Texto del documento:
= = = =
Crítica de La mitad de Óscar
De haber transcurrido en el norte probablemente a Nacho Vegas le habría gustado haber escrito la banda sonora (de todos modos inexistente) de «La mitad de Óscar». Pero ese malditismo encerrado entre el salitre y las olas del mar, entre las dunas y el viento cortante no se inscribe en el Cantábrico, sino más bien en un Mediterráneo que baña el Cabo de Gata y que bien mirado quizá podría tener algo de Los Planetas de «Mi hermana pequeña» pero con la condena del silencio de por medio. Casi seguro que de lo que tiene es de Manuel Martín Cuenca, el director originario de esa Almería que sirve como marco y testigo de la soledad del Óscar del título, encerrado entre sí mismo y con maniobras de escapismo reducidas al trabajo, al sexo con una amante extranjera, a las charlas con un ex-empleado de su trabajo y a los cuidados de su abuelo vegetal.
Hasta que el pasado reflota, su hermana María vuelve a su vida y se trae novio forastero, futuro hijo y un puñado de recuerdos remojados en secretismo.
Martín Cuenca enfoca la historia de Óscar desde el silencio, desde la introspección. «La mitad de Óscar» empieza ahogada en su propio hermetismo, en su apatía autista, que no deja de ser la del mismo protagonista, un hombre al que se le escucha poco pero se le intuye mucho. Poco a poco iremos intuyéndole más aún, y su mundo irá perfilándose con el regreso de su anterior vida, que traerá con ella el recuerdo de los antiguos escenarios. Aquellos montes escarpados, azotados por el viento y que últimamente habían sido intercambiados por las secas y contemplativas montañas de sal de las salinas donde Óscar trabaja como segurata. Los planos generales diáfanos y luminosos, casi de western, irán dando pie a otros planos generales: los de los acantilados y las playas, poblados de contraluces y permanentemente taponados por el ensordecedor ruido de las olas. El western mutará hacia lo crepuscular, y el relato existencial tomará un cariz como de sutil drama negro.
= = = =
Detalle de tarea:
Prosigue la crítica de «La mitad de Óscar» a partir de su última frase.

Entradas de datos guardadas
= = = =
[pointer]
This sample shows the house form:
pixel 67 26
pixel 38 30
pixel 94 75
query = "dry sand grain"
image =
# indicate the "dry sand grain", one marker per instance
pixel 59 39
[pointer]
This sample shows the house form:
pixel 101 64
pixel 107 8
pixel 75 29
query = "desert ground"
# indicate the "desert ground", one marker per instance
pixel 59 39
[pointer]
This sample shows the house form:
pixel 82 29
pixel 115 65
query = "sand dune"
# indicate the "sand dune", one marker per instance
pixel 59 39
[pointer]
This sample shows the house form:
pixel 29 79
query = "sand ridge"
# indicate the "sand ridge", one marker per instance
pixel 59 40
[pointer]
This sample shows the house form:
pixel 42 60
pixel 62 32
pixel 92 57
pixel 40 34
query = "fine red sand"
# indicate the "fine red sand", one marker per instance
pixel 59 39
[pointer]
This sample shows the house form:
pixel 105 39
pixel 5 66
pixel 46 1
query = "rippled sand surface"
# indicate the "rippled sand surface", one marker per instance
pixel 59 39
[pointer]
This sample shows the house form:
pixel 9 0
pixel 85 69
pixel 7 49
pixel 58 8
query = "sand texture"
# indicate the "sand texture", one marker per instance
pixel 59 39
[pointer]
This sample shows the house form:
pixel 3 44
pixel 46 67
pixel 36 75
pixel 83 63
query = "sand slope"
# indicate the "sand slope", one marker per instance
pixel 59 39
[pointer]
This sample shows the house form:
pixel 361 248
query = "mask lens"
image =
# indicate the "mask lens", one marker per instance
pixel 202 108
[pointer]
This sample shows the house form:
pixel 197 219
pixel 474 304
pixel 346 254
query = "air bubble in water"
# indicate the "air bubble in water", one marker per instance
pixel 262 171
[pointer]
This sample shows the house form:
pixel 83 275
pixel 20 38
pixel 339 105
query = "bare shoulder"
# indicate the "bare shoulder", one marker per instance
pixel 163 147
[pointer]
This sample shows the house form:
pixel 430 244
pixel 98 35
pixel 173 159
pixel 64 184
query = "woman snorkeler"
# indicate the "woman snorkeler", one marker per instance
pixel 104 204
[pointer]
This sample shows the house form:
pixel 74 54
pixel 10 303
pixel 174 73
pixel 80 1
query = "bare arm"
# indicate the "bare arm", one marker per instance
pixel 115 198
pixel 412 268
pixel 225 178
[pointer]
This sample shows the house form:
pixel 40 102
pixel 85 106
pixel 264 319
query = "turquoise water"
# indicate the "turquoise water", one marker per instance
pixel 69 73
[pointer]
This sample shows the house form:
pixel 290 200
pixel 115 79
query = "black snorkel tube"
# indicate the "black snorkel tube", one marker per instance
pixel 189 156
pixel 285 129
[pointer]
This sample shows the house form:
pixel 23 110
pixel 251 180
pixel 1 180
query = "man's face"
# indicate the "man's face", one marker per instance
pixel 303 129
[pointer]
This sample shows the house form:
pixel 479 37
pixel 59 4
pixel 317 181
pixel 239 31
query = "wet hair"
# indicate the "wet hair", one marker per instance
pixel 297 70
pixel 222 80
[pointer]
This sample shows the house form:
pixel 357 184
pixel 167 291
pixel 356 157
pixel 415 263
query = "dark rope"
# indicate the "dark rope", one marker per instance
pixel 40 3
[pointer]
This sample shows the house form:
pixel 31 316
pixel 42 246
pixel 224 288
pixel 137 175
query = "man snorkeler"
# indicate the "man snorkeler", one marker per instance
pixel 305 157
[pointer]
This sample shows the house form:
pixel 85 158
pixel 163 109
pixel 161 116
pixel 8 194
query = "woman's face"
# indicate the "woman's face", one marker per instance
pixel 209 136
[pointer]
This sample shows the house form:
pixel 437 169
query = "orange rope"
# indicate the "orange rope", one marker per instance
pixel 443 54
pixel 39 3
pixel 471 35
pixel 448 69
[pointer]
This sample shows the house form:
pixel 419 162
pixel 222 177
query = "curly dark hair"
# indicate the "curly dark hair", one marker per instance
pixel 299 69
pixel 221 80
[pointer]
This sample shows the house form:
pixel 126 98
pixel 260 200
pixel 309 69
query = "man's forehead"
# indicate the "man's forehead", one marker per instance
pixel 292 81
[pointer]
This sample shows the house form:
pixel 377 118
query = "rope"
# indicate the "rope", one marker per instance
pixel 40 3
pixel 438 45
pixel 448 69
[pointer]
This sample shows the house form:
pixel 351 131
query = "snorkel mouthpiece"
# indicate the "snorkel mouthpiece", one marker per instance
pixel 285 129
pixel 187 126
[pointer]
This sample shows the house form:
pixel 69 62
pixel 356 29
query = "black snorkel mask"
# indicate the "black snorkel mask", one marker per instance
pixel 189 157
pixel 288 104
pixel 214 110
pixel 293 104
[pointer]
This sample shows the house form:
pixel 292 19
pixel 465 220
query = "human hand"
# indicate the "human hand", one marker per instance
= = = =
Resultado del ejercicio:
Y poco a poco Óscar irá dando paso a sus demonios internos, los que María había conseguido aplacar para sí pero que están ahí presentes y probablemente nunca lograrán desaparecer. Buena prueba de ello es el último plano en que aparece Óscar y que da fe de la la auténtica relación de María y su hermano: Óscar es una enorme mancha de tinta que nunca desaparecerá completamente de las manos de ella.
Pero antes de todo eso la película ha experimentado una especie de giro, una pequeña fuga folclórica si se quiere. Esa que ha dado la medida de cómo es Óscar rompiendo con el tono general y enfrentándolo a un taxista lenguaraz que más tarde se va a revelar como el principio del fin. Extraño momento en el que el claroscuro (literal) practicado por Martín Cuenca llega a su paroxismo: ya apenas conseguimos distinguir las facciones tanto de Óscar como del taxista, en permanente escorzo. Y apenas podemos distinguir el silencio, capado por la incontinente verborrea irritante del conductor.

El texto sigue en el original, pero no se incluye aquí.